═══ Document ═══

Meanwhile in England, Edward was caught up in many of the same matters, in increasingly antagonistic diplomacy with Philip, in affairs in Aragon. And there was would also be rebellions in Wales to see to all too soon and war in Scotland. It was hard to see a place there on the itinerary for adventures abroad, but Edward did at least offer some advice. Look to the pope, he said. Gain papal approval of the project and all else would fall into place.
And as for the pope, he would be moving in that direction, but not with the kind of conviction that Arghun desired. It was going to be envoys and missionaries, not galleys or calls to take the cross.
The Ilkhanate did receive some military assistance in this period from one of Rabban Bar Sauma’s destinations, just not enough, and not from the one you might expect. 800 Genoese arrived in 1290 to assist the Ilkhanate in producing a fleet capable of threatening the Mamluks at sea, but little would come of it in the end. A renewed agreement with the Mamluks would lead Genoese leadership to abandon the project, and as for those 800 themselves, they would turn on one another in bloody altercations in the port of Basra.
Meanwhile Arghun had his own troubles and this time not with the Mamluks. There was rebellion in his eastern lands, and there were attacks from the north by forces of the Qipchak Khanate, also known as the Golden Horde. And then there was Arghun’s health. He was not well. But despite these distractions he tried one more time in 1290, with Buscarello again as part of the mission, one more trip to Rome to see if they couldn’t whip up a crusade. The embassy remained in Europe into 1291, long enough for news to arrive from Acre that just two years after the loss of Tripoli, that city also had fallen.
The loss of this last stronghold of the crusading Kingdom of Jerusalem to Sultan Khalil’s Mamluks seems to have come as a shock, enough to induce the pope to call for crusade, though perhaps that had already been on the agenda. Nicholas wrote to Arghun, pressing him to be baptized and to attack the Mamluks at once, but as the letters wound their way east, Arghun Khan was already dead.
Quote:
“God the Lord of the universe, the Lord of death and of going forth, removed Arghun Khan to the seat of joys and to the Abrahamic bosom. And at his departure grief fettered the whole Church which is under the heavens, because the things which were done before his time and were done badly were rightly straightened in his time.”

═══ Extracted data ═══

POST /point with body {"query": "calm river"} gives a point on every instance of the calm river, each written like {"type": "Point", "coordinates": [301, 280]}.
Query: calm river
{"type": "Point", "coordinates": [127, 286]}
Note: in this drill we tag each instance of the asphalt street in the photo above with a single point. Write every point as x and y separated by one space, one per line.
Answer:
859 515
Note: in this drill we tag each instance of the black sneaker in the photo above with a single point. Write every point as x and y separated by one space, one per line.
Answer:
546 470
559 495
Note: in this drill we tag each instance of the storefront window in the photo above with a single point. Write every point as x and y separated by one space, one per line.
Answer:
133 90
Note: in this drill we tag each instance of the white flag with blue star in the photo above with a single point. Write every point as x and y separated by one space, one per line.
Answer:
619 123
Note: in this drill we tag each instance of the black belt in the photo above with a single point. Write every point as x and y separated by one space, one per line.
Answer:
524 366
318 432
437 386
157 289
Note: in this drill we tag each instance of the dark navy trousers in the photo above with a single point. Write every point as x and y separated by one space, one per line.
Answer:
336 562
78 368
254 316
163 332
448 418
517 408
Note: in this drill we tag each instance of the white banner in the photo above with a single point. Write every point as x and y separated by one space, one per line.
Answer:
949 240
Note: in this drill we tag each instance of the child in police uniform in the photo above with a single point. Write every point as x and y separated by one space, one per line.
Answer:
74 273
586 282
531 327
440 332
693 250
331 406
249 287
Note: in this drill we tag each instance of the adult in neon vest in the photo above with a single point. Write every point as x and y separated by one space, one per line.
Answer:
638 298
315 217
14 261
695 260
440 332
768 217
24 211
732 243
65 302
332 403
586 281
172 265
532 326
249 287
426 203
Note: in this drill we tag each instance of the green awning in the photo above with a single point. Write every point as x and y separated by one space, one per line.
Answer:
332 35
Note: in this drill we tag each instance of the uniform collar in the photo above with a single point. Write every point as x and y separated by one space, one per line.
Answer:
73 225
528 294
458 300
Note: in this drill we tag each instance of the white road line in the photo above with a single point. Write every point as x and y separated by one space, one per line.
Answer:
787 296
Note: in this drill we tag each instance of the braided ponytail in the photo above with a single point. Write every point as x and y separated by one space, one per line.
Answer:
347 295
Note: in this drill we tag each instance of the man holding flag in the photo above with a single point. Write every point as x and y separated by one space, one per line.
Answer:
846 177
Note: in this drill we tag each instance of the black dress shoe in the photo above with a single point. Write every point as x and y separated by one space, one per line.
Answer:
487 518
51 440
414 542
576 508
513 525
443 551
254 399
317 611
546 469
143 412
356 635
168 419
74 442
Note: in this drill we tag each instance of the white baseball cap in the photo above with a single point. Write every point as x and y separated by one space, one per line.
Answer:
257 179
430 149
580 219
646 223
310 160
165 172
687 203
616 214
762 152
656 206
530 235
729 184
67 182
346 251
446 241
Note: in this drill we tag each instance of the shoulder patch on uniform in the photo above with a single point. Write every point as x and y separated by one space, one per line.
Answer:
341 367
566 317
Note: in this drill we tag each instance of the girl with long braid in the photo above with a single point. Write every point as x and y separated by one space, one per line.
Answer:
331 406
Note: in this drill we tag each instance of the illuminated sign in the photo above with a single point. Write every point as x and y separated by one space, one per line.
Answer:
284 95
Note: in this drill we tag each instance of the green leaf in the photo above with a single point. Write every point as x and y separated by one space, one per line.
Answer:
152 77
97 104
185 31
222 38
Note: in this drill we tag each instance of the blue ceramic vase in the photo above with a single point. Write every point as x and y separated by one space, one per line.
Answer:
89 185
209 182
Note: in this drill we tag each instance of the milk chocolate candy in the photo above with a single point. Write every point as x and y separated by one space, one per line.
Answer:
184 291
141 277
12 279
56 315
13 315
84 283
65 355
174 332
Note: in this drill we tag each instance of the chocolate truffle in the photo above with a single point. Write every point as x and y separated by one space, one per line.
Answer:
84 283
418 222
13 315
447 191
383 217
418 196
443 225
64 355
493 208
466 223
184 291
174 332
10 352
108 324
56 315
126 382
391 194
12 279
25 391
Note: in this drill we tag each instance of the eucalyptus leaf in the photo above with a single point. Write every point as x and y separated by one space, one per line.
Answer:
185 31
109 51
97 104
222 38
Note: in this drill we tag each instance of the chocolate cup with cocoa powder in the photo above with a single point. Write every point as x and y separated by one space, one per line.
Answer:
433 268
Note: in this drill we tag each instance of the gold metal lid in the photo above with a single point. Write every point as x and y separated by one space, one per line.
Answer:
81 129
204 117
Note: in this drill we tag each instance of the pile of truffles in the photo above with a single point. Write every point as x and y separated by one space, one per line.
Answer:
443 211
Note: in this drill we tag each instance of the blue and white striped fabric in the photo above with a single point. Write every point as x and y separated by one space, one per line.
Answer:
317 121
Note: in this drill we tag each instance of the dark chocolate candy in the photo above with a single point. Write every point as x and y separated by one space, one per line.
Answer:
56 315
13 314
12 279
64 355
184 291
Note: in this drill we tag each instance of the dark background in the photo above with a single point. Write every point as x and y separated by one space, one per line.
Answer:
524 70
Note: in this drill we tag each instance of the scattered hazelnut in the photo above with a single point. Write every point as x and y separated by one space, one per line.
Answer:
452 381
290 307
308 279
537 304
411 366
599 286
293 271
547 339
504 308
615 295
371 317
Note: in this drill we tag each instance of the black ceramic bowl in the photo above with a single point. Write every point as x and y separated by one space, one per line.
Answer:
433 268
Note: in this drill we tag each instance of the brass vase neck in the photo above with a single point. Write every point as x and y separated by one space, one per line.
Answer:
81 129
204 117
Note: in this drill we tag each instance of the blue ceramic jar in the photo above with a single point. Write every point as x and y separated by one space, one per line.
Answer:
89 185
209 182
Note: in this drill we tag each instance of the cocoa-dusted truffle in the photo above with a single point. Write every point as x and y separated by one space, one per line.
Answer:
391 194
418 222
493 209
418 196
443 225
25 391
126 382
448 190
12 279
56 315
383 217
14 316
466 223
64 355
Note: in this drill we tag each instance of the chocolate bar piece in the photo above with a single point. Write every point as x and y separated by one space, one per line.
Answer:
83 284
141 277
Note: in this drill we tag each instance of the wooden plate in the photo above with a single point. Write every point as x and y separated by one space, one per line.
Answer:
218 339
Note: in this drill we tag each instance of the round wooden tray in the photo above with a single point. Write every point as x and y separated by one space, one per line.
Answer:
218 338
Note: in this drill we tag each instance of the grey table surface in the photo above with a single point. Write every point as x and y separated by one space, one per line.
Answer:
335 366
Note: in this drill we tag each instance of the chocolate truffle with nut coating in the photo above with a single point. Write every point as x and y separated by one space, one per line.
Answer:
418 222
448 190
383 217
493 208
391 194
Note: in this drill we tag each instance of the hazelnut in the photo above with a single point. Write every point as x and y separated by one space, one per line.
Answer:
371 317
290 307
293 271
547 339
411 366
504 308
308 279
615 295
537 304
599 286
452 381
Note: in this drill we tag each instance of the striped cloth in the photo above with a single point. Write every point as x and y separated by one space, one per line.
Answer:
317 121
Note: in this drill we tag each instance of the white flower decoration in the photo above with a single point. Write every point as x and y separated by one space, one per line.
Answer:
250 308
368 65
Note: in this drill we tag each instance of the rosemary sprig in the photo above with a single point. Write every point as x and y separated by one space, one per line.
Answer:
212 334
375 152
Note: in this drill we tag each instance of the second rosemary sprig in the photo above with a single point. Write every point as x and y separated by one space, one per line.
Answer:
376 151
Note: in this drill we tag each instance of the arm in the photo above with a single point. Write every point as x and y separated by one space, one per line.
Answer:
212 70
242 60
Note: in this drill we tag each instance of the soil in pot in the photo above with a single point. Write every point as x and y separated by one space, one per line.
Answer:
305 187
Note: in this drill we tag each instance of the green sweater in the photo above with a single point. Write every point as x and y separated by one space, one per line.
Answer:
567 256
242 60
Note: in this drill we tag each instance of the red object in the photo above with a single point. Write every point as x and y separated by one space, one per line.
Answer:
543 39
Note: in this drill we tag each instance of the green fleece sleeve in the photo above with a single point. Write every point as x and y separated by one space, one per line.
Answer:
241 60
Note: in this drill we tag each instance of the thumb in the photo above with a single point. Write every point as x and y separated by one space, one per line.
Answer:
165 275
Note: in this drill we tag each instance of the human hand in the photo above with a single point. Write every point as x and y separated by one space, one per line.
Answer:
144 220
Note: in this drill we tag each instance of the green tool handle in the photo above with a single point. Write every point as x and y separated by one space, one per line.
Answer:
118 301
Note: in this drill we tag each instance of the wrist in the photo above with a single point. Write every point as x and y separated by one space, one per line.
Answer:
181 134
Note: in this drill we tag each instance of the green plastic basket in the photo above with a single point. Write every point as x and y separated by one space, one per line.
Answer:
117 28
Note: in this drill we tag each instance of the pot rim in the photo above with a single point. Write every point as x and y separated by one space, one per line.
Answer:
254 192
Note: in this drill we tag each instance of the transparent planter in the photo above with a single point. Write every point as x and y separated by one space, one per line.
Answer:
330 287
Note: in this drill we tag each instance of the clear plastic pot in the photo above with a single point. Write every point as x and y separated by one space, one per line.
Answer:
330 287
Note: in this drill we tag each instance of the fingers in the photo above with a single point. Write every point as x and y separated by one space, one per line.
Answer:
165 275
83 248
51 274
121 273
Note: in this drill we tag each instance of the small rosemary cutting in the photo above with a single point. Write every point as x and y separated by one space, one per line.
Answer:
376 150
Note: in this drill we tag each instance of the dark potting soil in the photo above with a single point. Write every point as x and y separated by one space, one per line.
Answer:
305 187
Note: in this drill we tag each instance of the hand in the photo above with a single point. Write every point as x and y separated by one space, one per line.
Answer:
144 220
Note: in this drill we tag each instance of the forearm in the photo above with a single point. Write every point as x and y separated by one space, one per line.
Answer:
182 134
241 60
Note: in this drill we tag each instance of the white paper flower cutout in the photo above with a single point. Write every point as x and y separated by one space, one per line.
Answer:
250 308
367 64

═══

**Problem**
From the passage on Arghun's appeals to Europe, return word for word the stretch starting with "The Ilkhanate did" and going on through "port of Basra.".

**Reply**
The Ilkhanate did receive some military assistance in this period from one of Rabban Bar Sauma’s destinations, just not enough, and not from the one you might expect. 800 Genoese arrived in 1290 to assist the Ilkhanate in producing a fleet capable of threatening the Mamluks at sea, but little would come of it in the end. A renewed agreement with the Mamluks would lead Genoese leadership to abandon the project, and as for those 800 themselves, they would turn on one another in bloody altercations in the port of Basra.